**Quoted passage:**
Defender Vulnerability Management • exposure triage • IT ownership • validation evidence
A vulnerability remediation workflow turns Defender exposure data into owned, scheduled, tested, and verifiably completed change. This guide connects Microsoft Defender Vulnerability Management recommendations to business-aware prioritization, Intune security tasks, application and infrastructure owners, change windows, exception governance, and closure evidence.

Operating objective
Defender Vulnerability Management continuously discovers software, weaknesses, exposed devices, security recommendations, and remediation opportunities. That visibility is valuable, but it is not the same as remediation. A recommendation can remain open because ownership is unclear, the affected application is unmanaged, the change window is months away, a vendor has no fix, a deployment failed on part of the fleet, or the organization accepted risk without creating a governed exception.
The workflow must therefore bridge two operating worlds. Security explains exploitation risk, affected assets, campaigns, and potential exposure reduction. IT and application teams explain deployment tooling, compatibility, business windows, rollback, and asset lifecycle. Change management authorizes the work, service owners accept disruption or residual risk, and security verifies that the exposure actually changed after implementation.

Entries that point to named objects
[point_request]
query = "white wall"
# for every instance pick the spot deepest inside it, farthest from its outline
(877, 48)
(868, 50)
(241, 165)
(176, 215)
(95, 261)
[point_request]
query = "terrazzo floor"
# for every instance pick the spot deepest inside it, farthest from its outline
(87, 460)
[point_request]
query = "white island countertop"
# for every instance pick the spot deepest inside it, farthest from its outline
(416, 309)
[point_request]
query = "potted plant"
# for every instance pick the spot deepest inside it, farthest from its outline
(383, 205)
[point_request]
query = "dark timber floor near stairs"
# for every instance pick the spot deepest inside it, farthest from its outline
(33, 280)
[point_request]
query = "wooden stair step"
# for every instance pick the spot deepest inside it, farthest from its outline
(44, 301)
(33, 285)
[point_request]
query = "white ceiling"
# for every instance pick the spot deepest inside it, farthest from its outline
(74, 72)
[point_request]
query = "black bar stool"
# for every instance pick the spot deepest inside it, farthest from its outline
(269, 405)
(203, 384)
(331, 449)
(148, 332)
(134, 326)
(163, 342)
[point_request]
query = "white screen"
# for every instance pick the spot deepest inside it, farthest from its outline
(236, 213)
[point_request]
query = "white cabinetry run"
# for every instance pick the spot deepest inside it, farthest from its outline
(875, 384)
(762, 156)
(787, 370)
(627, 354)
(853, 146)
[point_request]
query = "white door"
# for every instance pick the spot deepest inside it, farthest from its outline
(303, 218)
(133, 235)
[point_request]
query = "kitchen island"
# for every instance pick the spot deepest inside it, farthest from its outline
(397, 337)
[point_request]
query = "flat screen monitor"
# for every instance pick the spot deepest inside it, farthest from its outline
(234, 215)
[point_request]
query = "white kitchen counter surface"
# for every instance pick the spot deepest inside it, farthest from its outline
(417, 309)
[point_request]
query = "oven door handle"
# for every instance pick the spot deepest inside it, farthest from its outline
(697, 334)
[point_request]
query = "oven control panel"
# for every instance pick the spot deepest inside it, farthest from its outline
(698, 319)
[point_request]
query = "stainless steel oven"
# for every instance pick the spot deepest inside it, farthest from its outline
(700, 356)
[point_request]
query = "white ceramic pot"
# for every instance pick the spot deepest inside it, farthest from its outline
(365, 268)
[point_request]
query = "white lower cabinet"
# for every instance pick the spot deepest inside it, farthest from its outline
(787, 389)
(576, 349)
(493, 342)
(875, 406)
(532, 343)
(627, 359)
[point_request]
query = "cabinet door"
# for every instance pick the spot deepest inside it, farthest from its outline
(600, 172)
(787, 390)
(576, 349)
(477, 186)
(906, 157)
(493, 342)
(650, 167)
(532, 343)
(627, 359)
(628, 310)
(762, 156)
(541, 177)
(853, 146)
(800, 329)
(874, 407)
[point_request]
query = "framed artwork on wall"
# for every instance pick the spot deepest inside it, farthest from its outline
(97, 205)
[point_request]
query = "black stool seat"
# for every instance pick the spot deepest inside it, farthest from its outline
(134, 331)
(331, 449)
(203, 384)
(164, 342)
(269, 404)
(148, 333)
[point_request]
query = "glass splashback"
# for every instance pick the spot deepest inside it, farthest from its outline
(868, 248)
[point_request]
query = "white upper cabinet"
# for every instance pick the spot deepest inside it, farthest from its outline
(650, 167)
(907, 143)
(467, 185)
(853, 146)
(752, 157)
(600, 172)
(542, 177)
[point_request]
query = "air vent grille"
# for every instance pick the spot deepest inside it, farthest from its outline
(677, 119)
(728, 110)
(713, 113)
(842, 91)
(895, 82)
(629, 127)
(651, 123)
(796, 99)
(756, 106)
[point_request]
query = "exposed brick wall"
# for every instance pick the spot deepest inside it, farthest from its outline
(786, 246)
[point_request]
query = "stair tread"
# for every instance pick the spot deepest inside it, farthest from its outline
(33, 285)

**What you will do:**
• A. Using the vulnerability remediation guide, explain in one to three sentences why a Defender recommendation can stay open even though the exposure has been discovered.
• B. According to the vulnerability remediation guide, which group verifies that the exposure actually changed after implementation?

**The answers:**
• A. A recommendation can stay open because ownership is unclear, the affected application is unmanaged, the change window is months away, or a vendor has no fix. It can also stay open because a deployment failed on part of the fleet, or the organization accepted the risk without creating a governed exception.

• B. Security verifies it.